**TO DO**:
Copy out every line of the material below word for word, leaving nothing out.

■ ■ ■ ■ ■ ■ ■

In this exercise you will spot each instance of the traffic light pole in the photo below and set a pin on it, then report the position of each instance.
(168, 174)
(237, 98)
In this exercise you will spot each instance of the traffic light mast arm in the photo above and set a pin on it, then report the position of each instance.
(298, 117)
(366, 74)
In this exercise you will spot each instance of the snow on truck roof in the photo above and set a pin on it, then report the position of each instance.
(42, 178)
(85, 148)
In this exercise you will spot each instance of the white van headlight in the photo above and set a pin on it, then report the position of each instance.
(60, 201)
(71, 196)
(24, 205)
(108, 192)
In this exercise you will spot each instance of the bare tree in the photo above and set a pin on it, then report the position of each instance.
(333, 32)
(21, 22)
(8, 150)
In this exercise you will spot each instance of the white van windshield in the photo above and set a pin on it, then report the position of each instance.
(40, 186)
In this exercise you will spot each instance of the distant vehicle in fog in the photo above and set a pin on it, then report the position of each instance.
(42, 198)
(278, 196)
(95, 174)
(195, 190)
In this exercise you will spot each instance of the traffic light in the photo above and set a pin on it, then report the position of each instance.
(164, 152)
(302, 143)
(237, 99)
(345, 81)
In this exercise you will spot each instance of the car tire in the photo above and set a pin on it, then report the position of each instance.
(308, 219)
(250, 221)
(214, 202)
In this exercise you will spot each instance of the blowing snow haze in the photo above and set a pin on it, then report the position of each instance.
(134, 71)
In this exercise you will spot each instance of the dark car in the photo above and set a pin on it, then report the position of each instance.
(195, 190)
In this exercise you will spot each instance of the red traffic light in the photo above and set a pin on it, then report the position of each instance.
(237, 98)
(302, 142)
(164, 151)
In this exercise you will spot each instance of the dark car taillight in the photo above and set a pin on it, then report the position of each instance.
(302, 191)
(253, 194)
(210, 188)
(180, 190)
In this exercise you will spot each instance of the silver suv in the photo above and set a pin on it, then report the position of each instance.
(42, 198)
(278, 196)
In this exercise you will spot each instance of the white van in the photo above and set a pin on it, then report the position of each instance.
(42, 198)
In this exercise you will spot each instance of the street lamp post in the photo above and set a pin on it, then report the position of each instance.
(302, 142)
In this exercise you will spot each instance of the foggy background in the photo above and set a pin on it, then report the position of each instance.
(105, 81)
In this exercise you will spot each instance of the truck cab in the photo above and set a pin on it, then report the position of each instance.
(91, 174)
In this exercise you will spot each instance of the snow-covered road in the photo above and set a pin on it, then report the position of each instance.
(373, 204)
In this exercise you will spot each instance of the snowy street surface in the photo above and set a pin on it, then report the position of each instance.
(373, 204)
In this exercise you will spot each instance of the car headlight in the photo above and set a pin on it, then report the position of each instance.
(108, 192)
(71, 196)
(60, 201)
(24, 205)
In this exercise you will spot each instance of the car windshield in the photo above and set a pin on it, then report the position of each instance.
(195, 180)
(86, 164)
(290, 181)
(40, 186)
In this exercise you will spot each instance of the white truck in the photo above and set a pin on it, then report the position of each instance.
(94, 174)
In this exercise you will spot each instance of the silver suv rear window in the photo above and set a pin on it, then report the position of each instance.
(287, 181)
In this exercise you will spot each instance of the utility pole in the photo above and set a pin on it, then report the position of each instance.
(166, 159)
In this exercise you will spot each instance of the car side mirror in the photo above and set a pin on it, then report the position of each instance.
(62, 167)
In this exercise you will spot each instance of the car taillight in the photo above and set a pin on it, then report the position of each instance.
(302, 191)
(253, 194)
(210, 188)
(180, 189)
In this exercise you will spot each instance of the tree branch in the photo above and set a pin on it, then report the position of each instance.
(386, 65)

■ ■ ■ ■ ■ ■ ■

**ANSWER TO THE EXERCISE**:
In this exercise you will spot each instance of the traffic light pole in the photo below and set a pin on it, then report the position of each instance.
(168, 174)
(237, 98)
In this exercise you will spot each instance of the traffic light mast arm in the photo above and set a pin on it, then report the position of each instance.
(298, 117)
(366, 74)
In this exercise you will spot each instance of the snow on truck roof in the photo above and set a pin on it, then report the position of each instance.
(42, 178)
(85, 148)
In this exercise you will spot each instance of the white van headlight in the photo above and set a pin on it, then report the position of each instance.
(60, 201)
(71, 196)
(24, 205)
(108, 192)
In this exercise you will spot each instance of the bare tree in the photo above and set a pin on it, then report the position of each instance.
(333, 32)
(21, 22)
(8, 150)
In this exercise you will spot each instance of the white van windshield in the photo above and set a pin on it, then report the position of each instance.
(40, 186)
In this exercise you will spot each instance of the distant vehicle in fog in the photo above and set a pin on it, then report the position of each instance.
(42, 198)
(278, 196)
(95, 174)
(195, 190)
In this exercise you will spot each instance of the traffic light in the photo above and set a pin on it, then report the position of each instance.
(164, 152)
(302, 143)
(237, 99)
(345, 81)
In this exercise you will spot each instance of the car tire in the photo above and set a pin on it, then report the position of each instance.
(308, 219)
(250, 221)
(214, 202)
In this exercise you will spot each instance of the blowing snow haze in the photo above and set a pin on it, then report the position of each instance.
(134, 71)
In this exercise you will spot each instance of the dark car in the photo above and set a pin on it, then report the position of each instance.
(195, 190)
In this exercise you will spot each instance of the red traffic light in the photo above and set a pin on it, then report the position of each instance.
(237, 98)
(302, 142)
(164, 151)
In this exercise you will spot each instance of the dark car taillight in the photo above and set a pin on it, then report the position of each instance.
(302, 191)
(253, 194)
(210, 188)
(180, 190)
In this exercise you will spot each instance of the silver suv in the photo above and set a pin on it, then report the position of each instance.
(42, 198)
(278, 196)
In this exercise you will spot each instance of the white van in the photo above and set a pin on it, then report the position of each instance.
(42, 198)
In this exercise you will spot each instance of the street lamp post in the photo above and set a pin on it, then report the position of each instance.
(302, 142)
In this exercise you will spot each instance of the foggy background in the photo above and set a pin on it, then report the position of each instance.
(105, 81)
In this exercise you will spot each instance of the truck cab in the photo above and set a pin on it, then report the position of each instance.
(91, 174)
In this exercise you will spot each instance of the snow-covered road in the photo above and set a pin on it, then report the position of each instance.
(373, 204)
In this exercise you will spot each instance of the snowy street surface in the photo above and set a pin on it, then report the position of each instance.
(373, 204)
In this exercise you will spot each instance of the car headlight in the photo above and set a pin on it, then report the position of each instance.
(108, 192)
(71, 196)
(60, 201)
(24, 205)
In this exercise you will spot each instance of the car windshield in the photo above and set a pin on it, then report the position of each instance.
(195, 180)
(86, 164)
(290, 181)
(40, 186)
In this exercise you will spot each instance of the white truck in the photo above and set a pin on it, then report the position of each instance.
(94, 174)
In this exercise you will spot each instance of the silver suv rear window in the photo above and set a pin on it, then report the position of each instance.
(287, 181)
In this exercise you will spot each instance of the utility pole in the photo above and set a pin on it, then report the position of each instance.
(166, 159)
In this exercise you will spot each instance of the car side mirror in the photo above and set a pin on it, then report the position of each instance.
(62, 167)
In this exercise you will spot each instance of the car taillight in the photo above and set a pin on it, then report the position of each instance.
(302, 191)
(253, 194)
(210, 188)
(180, 189)
In this exercise you will spot each instance of the tree branch in the photo above and set a pin on it, then report the position of each instance.
(386, 65)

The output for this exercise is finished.